Extracted material:
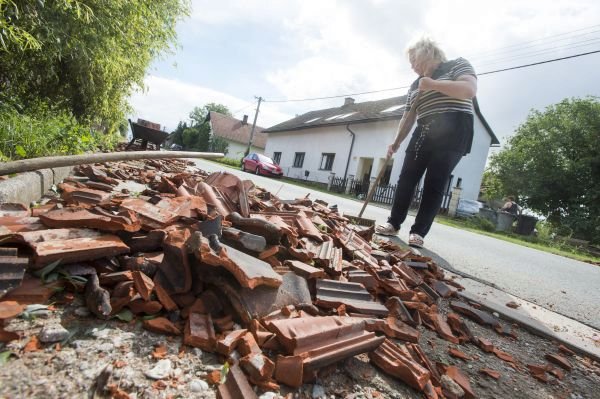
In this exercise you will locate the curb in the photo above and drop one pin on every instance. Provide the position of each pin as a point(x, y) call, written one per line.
point(29, 187)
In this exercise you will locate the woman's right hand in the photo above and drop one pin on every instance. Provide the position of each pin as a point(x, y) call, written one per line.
point(391, 151)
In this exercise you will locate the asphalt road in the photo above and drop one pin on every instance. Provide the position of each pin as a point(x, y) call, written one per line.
point(563, 285)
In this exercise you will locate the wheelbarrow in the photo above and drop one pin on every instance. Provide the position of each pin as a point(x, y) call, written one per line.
point(146, 135)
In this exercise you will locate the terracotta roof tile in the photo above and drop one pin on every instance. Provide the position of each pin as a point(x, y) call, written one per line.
point(233, 129)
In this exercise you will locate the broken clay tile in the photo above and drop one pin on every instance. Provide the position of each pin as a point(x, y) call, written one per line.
point(249, 271)
point(200, 332)
point(10, 310)
point(444, 290)
point(12, 271)
point(14, 209)
point(492, 373)
point(397, 361)
point(143, 284)
point(97, 299)
point(164, 298)
point(393, 328)
point(151, 216)
point(116, 277)
point(7, 336)
point(227, 344)
point(558, 373)
point(270, 251)
point(461, 379)
point(247, 345)
point(479, 316)
point(484, 344)
point(304, 270)
point(236, 386)
point(31, 291)
point(559, 361)
point(139, 306)
point(331, 294)
point(294, 370)
point(76, 217)
point(257, 366)
point(566, 350)
point(458, 354)
point(270, 231)
point(174, 272)
point(398, 310)
point(161, 325)
point(459, 328)
point(442, 327)
point(538, 372)
point(503, 355)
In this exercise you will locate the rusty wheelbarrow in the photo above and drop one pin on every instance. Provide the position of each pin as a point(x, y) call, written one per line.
point(147, 132)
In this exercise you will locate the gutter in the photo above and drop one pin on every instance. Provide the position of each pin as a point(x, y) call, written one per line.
point(349, 152)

What is expected:
Copy out everything from the start of the data above down to and including the line containing "point(391, 151)", reproducing each line verbatim. Omit the pictures from your answer.

Solution:
In this exercise you will locate the curb in the photo above and drop one pin on every instance. Provide the position of each pin as a point(x, y) call, written one per line.
point(29, 187)
In this exercise you will locate the woman's right hand in the photo above and drop one pin on every instance. Provide the position of each pin as a point(x, y) call, written one per line.
point(391, 151)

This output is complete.